Instructions for the task:
Write the number of lines in the material below that contain "bridge", with no other words.

Input:
┄┄┄┄┄┄┄┄┄┄┄┄┄┄┄┄┄┄┄┄
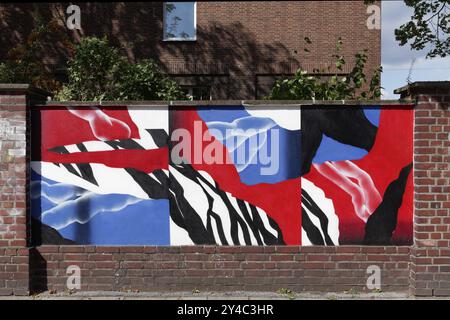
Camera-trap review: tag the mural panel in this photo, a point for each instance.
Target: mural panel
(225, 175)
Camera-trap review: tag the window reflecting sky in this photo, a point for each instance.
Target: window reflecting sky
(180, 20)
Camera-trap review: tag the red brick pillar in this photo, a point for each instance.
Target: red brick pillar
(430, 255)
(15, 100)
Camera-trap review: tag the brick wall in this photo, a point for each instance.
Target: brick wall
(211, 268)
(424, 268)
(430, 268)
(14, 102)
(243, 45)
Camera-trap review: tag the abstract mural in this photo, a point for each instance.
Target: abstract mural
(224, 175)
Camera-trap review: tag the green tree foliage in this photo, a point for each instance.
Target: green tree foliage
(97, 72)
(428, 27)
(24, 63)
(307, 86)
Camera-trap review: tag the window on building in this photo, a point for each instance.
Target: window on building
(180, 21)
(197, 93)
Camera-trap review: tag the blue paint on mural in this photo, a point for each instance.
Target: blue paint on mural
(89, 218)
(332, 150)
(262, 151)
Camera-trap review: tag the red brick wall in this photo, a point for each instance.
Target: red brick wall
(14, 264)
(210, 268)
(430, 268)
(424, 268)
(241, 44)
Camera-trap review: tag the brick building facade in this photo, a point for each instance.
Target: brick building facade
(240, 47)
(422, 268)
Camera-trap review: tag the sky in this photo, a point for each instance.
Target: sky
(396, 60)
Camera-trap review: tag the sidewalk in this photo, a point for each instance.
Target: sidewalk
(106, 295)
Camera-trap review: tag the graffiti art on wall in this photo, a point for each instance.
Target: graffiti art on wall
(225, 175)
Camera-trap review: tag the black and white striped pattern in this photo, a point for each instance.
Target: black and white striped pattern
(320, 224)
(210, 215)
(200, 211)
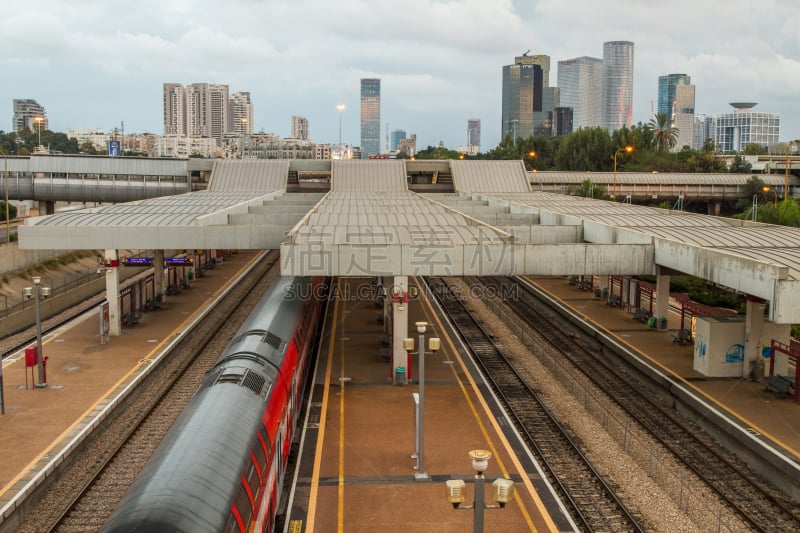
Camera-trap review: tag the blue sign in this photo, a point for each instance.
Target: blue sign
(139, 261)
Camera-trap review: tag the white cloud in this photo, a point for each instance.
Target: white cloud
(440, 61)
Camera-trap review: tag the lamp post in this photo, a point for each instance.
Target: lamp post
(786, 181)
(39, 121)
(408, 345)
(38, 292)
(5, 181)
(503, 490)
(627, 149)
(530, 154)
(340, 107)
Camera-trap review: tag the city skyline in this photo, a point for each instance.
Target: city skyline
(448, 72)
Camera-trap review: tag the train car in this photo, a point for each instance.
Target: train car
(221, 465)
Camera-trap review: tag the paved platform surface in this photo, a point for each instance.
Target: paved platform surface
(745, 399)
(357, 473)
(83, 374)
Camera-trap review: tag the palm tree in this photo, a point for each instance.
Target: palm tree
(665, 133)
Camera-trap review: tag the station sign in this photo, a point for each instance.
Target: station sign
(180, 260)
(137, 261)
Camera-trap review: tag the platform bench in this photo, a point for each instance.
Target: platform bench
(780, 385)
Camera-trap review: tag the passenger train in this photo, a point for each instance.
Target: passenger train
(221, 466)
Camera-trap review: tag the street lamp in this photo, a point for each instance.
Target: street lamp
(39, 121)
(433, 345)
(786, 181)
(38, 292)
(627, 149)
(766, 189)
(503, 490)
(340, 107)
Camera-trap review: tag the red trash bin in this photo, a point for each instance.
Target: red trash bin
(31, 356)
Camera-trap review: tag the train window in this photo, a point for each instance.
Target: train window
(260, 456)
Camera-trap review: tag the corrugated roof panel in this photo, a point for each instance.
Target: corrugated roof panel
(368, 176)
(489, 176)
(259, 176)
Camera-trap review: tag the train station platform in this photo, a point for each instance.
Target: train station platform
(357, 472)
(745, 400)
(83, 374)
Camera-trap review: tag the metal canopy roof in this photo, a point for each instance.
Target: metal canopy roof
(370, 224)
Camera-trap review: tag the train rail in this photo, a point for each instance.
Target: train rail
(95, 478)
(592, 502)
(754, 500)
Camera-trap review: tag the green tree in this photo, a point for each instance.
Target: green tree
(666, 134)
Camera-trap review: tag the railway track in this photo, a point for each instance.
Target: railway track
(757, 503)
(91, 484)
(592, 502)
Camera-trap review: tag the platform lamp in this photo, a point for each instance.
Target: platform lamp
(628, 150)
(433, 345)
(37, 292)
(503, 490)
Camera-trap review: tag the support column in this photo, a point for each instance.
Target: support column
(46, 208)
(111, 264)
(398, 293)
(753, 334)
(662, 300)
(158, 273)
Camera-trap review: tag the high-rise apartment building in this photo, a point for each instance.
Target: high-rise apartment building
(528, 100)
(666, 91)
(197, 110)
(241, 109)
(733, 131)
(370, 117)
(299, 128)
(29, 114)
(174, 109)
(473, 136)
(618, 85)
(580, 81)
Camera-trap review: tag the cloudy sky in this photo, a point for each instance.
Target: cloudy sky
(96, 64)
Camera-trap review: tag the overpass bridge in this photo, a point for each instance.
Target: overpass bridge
┄┄┄┄┄┄┄┄┄┄┄┄┄┄┄┄┄┄┄┄
Task solution:
2